=== DATA ENTRIES ===
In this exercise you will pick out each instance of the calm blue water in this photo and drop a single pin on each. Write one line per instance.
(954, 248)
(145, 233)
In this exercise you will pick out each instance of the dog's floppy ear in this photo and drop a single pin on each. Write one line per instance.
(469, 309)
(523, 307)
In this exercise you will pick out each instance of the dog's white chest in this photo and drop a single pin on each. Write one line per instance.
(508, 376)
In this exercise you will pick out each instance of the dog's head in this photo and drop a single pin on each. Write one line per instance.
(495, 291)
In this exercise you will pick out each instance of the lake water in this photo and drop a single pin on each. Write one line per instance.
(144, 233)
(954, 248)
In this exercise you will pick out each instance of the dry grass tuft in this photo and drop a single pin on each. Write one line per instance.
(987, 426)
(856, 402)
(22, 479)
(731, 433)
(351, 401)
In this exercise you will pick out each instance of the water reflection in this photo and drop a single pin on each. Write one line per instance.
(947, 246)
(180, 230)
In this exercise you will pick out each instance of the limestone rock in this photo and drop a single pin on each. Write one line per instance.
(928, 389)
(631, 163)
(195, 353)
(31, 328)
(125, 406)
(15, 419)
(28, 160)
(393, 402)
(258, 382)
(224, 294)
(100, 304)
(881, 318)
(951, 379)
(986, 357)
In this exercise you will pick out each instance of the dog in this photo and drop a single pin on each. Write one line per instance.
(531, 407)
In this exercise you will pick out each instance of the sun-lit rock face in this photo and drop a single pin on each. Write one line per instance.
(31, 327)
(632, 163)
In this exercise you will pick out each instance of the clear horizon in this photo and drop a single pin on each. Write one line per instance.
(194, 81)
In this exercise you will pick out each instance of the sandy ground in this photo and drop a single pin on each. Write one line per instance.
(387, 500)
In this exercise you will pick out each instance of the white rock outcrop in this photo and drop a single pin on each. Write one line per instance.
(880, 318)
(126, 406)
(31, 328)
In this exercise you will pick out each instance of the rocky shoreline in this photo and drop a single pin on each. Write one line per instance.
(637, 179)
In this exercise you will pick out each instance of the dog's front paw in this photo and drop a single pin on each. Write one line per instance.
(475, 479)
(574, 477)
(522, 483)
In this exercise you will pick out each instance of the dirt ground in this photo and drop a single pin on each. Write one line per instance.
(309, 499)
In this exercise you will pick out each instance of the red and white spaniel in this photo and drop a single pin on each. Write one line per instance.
===
STATED EXERCISE.
Can you rescale the part of the records that opens with the line containing "of the rocky" and closes with the last line of the records, rewriting every line in it with the requests included? Multiply each pin coordinate by 0.25, round to whole numbers with halves going up, and give only those lines.

RESULT.
In this exercise you will pick out each instance of the rocky shoreline in this photo and drop a single pin on each. Write one line per instance.
(159, 45)
In this exercise you will pick out each instance of the dog's front paw in this photo and drop a single pin on each. Write one line per instance.
(119, 120)
(144, 119)
(131, 121)
In this exercise you will pick out each instance of the dirt ground in this photo and drop a single pin on each. Write one line per instance.
(77, 125)
In this exercise you will pick out each instance of the red and white spaniel in this photo and drop a single pin on each. Write one line per instance.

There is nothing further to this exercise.